• [About this exercise]: Decide whether each statement agrees with the passage on the Committee on Military Nutrition Research, answering yes or no and quoting the deciding words. 1. The committee was asked to answer five questions. 2. The passage calls the evidence that recombinant cytokines can modulate immune function in a desirable manner strong. 3. The passage names aspirin among agents that modulate the effects of cytokines.

═══ Passage shown

The Committee on Military Nutrition Research (CMNR) was tasked with assessing the current state of knowledge about immune function to ascertain how military stresses (including food deprivation) could impact unfavorably upon these functions and to evaluate ongoing research efforts by USARIEM scientists to study immune status in Special Forces troops. The committee was asked to include in their response the answers to the following five questions: The speakers invited to the workshop were also asked to address these questions in their presentations and in their chapters.

  1. What are the significant military hazards or operational settings most likely to compromise immune function in soldiers?
  2. What methods for assessment of immune function are most appropriate in military nutrition laboratory research and what methods are most appropriate for field research?
  3. The proinflammatory cytokines have been proposed to decrease lean body mass, mediate thermoregulatory mechanisms, and increase resistance to infectious disease by reducing metabolic activity in a way that is similar to the reduction seen in malnutrition and other catabolic conditions. Interventions to sustain immune function can alter the actions, nutritional costs, and potential changes in the levels of proinflammatory cytokines. What are the benefits and risks to soldiers of such interventions?
  4. What are the important safety and regulatory considerations in the testing and use of nutrients or dietary supplements to sustain immune function under field conditions?
  5. Are there areas of investigation for the military nutrition research program that are likely to be fruitful in the sustainment of immune function in stressful conditions? Specifically, is there likely to be enough value added to justify adding to operational rations or including an additional component?


  • Many stressful conditions encountered by military personnel have immunological consequences.
  • The military's use of prophylactic immunization provides sufficient benefits beyond risk to warrant continued development.
  • Pharmacological agents such as aspirin, ibuprofen, and glucocorticoids, which modulate the effects of cytokines, can be used to minimize signs and symptoms of cytokine-induced acute-phase reactions and the nutrient losses that accompany them.
  • Evidence to suggest that the administration of recombinant cytokines can modulate immune function in a desirable manner is limited.

══════
═══ Data shown

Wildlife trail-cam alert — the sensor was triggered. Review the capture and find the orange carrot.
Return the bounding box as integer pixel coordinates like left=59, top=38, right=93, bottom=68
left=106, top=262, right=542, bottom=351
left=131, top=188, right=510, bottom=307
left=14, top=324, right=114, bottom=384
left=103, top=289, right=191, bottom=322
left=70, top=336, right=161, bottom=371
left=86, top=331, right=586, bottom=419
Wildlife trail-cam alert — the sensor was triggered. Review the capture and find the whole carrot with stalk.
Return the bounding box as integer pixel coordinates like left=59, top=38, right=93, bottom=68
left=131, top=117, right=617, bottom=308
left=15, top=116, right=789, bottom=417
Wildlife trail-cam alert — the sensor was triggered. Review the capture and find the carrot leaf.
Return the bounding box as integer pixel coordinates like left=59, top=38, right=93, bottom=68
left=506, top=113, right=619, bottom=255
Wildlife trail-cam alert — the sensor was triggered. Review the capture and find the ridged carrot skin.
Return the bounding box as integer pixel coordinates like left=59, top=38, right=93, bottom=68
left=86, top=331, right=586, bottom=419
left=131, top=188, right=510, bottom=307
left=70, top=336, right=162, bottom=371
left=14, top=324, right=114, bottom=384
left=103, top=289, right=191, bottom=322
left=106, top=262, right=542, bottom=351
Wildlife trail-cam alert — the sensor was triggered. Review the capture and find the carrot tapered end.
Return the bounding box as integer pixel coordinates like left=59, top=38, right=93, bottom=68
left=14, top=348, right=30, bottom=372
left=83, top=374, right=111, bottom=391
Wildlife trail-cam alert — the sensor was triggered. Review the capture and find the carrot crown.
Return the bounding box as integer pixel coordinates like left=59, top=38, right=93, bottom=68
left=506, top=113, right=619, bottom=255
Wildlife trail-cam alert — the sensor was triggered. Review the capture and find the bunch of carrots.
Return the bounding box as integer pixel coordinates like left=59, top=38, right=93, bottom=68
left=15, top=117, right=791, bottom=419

══════

• [Result for this task]:
1. Yes: "The committee was asked to include in their response the answers to the following five questions"
2. No: "Evidence to suggest that the administration of recombinant cytokines can modulate immune function in a desirable manner is limited."
3. Yes: "Pharmacological agents such as aspirin, ibuprofen, and glucocorticoids, which modulate the effects of cytokines"